EXERCISE DESCRIPTION:
Repeat word for word the passage from the text on taxation in Algeria, beginning at the words "There are different" and stopping after "Single fixed tax.".

SOURCE DOCUMENT:
>>>

= Taxation in Algeria =

In Algeria, the most important sources of government revenue have been oil and gas royalties.

== Taxation ==
The current Algerian tax system consists of 2 regimes, the real and fixed regimes. This distinction issued from the reform implemented in 2007 when the taxation was revised. The main incentive to review the taxes was that after the 2000s energy crisis, taxes became the main resource of national income. That is why the incentive to work on its effectivity and to optimize it appeared in government.

The fixed regime relies on the single fixed tax (the main change and innovation made by this reform) and the real regime consist of different taxes levied on taxpayer.

=== History ===
From the historical point of view the Algerian tax system seems to be inspired by its former coloniser- France. Actually as a whole system it looks to be the reproduction of the French base by implementing different modalities of taxation (imposition).

There are different taxes levied:
- Income tax; this one is progressive and categorical
- Corporate profit tax
- Tax on the professional activity
- Property tax
- Value added tax and Interior consumption tax
- Real estate tax
- Oil's products tax

=== Tax system ===
The current tax system was changed and reformed several time. The very important, radical and innovative change happened in 2007 when the tax system was significantly reformed. The main fruit of this reform is the Single fixed tax.

<<<

DATASET RECORDS:

>>>

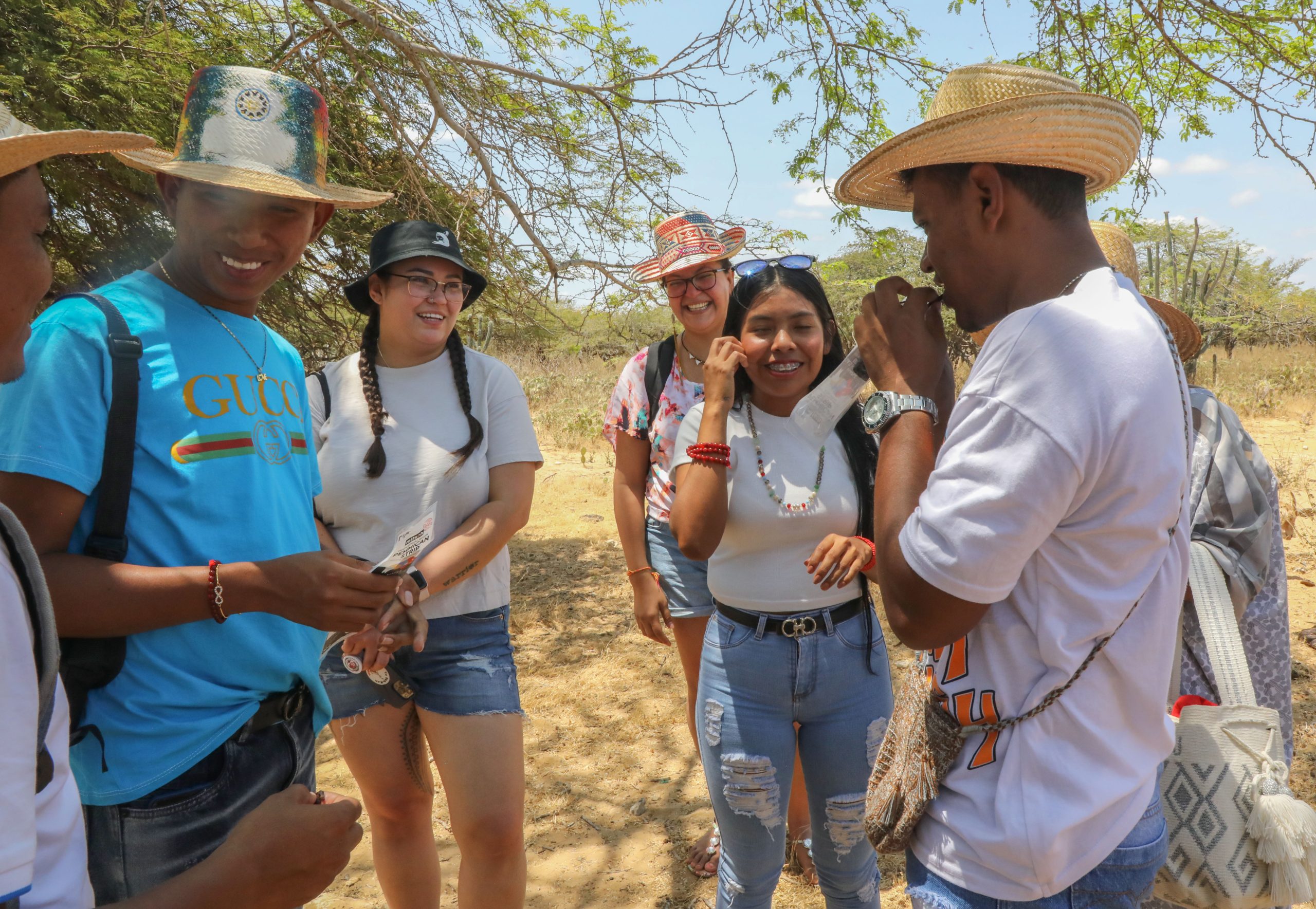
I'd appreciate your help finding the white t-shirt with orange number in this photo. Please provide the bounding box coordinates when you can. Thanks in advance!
[900,268,1189,901]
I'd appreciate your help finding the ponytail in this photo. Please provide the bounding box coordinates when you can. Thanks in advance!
[357,305,388,479]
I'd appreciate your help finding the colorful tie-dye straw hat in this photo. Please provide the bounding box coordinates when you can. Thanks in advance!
[115,66,392,208]
[0,104,155,176]
[630,212,745,284]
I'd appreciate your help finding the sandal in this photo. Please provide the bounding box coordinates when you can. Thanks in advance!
[686,824,722,878]
[785,827,818,886]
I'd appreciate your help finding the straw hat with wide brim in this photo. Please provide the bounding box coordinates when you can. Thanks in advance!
[0,104,155,176]
[1092,221,1201,360]
[115,66,392,208]
[836,63,1142,212]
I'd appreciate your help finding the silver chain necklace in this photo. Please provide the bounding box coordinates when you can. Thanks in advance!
[155,259,270,383]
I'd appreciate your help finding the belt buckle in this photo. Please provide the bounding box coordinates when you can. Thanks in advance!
[782,616,818,638]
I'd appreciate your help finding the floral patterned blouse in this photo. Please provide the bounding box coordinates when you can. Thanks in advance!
[602,347,704,522]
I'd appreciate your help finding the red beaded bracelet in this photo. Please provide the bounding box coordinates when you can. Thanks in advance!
[205,559,229,625]
[686,442,732,467]
[855,537,878,571]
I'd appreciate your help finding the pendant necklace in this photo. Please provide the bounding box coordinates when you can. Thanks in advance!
[155,259,270,383]
[745,401,827,514]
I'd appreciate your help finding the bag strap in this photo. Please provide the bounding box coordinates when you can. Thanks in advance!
[963,284,1200,738]
[1189,541,1257,707]
[310,369,333,421]
[56,293,142,562]
[0,505,59,792]
[644,334,677,441]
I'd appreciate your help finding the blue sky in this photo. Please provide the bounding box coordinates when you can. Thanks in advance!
[602,0,1316,288]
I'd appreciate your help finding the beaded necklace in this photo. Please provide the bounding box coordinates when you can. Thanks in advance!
[745,401,827,514]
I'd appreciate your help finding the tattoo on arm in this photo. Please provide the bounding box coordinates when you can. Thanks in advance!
[442,562,479,587]
[401,705,434,792]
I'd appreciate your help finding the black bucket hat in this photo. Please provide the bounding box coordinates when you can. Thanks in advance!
[342,221,488,313]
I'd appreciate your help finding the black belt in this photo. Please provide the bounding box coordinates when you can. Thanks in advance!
[244,684,312,733]
[714,597,869,638]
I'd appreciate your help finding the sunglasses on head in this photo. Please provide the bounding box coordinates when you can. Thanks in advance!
[736,255,813,277]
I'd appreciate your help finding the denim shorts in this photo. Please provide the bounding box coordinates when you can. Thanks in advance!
[83,698,316,906]
[320,606,521,719]
[645,517,714,618]
[905,791,1168,909]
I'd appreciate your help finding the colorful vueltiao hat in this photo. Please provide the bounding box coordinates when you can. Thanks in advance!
[115,66,392,208]
[836,63,1142,212]
[630,212,745,284]
[0,104,155,176]
[1091,221,1201,360]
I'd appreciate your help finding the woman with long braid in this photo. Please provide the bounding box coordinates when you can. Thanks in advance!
[306,221,542,909]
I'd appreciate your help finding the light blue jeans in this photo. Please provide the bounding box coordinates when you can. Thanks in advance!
[696,611,892,909]
[905,791,1168,909]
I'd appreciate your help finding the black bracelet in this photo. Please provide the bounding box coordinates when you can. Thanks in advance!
[407,568,429,590]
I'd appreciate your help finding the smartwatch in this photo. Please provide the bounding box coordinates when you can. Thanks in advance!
[863,392,937,433]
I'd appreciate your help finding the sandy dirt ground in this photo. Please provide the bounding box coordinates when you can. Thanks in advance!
[315,416,1316,909]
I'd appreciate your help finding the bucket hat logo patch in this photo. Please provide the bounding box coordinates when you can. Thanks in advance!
[117,66,391,208]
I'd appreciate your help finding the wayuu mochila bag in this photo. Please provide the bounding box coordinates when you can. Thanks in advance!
[1156,542,1316,909]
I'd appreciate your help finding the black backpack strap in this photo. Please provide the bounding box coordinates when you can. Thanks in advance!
[644,334,677,439]
[0,505,59,792]
[310,369,333,422]
[57,293,142,562]
[57,293,142,752]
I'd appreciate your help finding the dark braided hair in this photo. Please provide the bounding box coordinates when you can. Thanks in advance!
[722,266,878,672]
[358,304,484,479]
[357,304,388,479]
[447,326,484,474]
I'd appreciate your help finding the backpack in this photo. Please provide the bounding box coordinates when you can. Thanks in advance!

<<<

ANSWER BELOW:
There are different taxes levied:
- Income tax; this one is progressive and categorical
- Corporate profit tax
- Tax on the professional activity
- Property tax
- Value added tax and Interior consumption tax
- Real estate tax
- Oil's products tax

=== Tax system ===
The current tax system was changed and reformed several time. The very important, radical and innovative change happened in 2007 when the tax system was significantly reformed. The main fruit of this reform is the Single fixed tax.